Re: Should you always have a separate PTransform class for a new transform?

Eugene Kirpichov Tue, 07 Feb 2017 20:44:30 -0800

I like the idea of "if you're really just a Combine, then expose (only) the
CombineFn".


However, in case of Count, another argument is that Count.perElement()
already returns a PerElement transform, and it'd be awkward if globally()
and perKey() were only exposed as CombineFn's. In a sense, if you are or
might be developing a family of transforms, creating transform wrapper
classes is a common denominator.

So we have 3 options for Count.globally() and .perKey():
1. Return Combine.Globally, Combine.PerKey transforms (status quo)
2. Create wrapper classes Count.Globally, Count.PerKey
3. Expose only the respective CombineFn and have users apply it themselves

It sounds like I am in favor of a mix of 2 and 3; Dan (so far) is in favor
of 1; Kenn and Ben and you in favor of 3? I must admit I didn't quite
understand the option of "implements CombiningTransform".

[Lines from a data source]
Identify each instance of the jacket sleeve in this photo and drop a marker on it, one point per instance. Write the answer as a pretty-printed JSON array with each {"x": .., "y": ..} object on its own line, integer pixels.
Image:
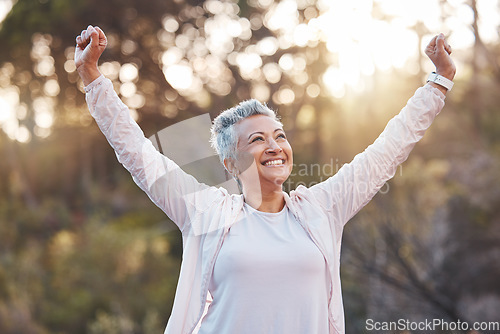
[
  {"x": 355, "y": 184},
  {"x": 178, "y": 194}
]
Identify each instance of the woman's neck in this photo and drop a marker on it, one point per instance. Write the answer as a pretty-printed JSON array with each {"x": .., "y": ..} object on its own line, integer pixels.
[{"x": 265, "y": 201}]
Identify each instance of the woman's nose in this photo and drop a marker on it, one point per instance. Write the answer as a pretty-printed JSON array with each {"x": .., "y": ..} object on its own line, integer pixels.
[{"x": 273, "y": 146}]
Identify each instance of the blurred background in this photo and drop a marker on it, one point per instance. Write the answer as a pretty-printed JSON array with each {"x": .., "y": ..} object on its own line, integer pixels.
[{"x": 83, "y": 250}]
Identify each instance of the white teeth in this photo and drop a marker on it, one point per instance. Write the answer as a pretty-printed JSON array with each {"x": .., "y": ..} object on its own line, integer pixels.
[{"x": 275, "y": 162}]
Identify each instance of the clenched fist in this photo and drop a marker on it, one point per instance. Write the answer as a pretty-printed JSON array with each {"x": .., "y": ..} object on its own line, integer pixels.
[{"x": 90, "y": 44}]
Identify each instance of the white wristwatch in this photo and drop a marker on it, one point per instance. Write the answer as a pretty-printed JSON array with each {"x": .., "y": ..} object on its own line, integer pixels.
[{"x": 440, "y": 80}]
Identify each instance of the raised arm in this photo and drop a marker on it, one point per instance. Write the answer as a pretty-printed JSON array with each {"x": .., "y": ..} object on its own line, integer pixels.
[
  {"x": 178, "y": 194},
  {"x": 352, "y": 187}
]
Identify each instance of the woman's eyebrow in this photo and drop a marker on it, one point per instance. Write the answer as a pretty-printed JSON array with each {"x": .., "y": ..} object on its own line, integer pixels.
[{"x": 260, "y": 132}]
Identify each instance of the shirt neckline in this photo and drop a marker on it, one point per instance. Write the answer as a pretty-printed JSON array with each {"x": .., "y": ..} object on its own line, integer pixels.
[{"x": 266, "y": 214}]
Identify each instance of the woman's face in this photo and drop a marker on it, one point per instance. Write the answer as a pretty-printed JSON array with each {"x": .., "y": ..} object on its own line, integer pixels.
[{"x": 263, "y": 155}]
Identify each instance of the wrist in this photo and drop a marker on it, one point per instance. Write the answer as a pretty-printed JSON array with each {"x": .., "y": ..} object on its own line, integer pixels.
[
  {"x": 448, "y": 74},
  {"x": 88, "y": 73}
]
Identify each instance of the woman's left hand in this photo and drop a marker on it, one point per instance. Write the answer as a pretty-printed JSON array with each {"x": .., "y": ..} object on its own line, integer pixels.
[{"x": 438, "y": 50}]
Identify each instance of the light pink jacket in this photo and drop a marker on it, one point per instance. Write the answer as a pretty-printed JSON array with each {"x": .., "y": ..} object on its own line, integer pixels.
[{"x": 204, "y": 213}]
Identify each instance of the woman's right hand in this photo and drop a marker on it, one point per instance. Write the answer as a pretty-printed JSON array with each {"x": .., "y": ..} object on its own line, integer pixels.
[{"x": 90, "y": 44}]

EXERCISE DESCRIPTION:
Copy out the stretch of the mailing-list post on PTransform classes from "and perKey() were" through "transforms (status quo)", word for word.

RESULT OF THIS EXERCISE:
and perKey() were only exposed as CombineFn's. In a sense, if you are or
might be developing a family of transforms, creating transform wrapper
classes is a common denominator.

So we have 3 options for Count.globally() and .perKey():
1. Return Combine.Globally, Combine.PerKey transforms (status quo)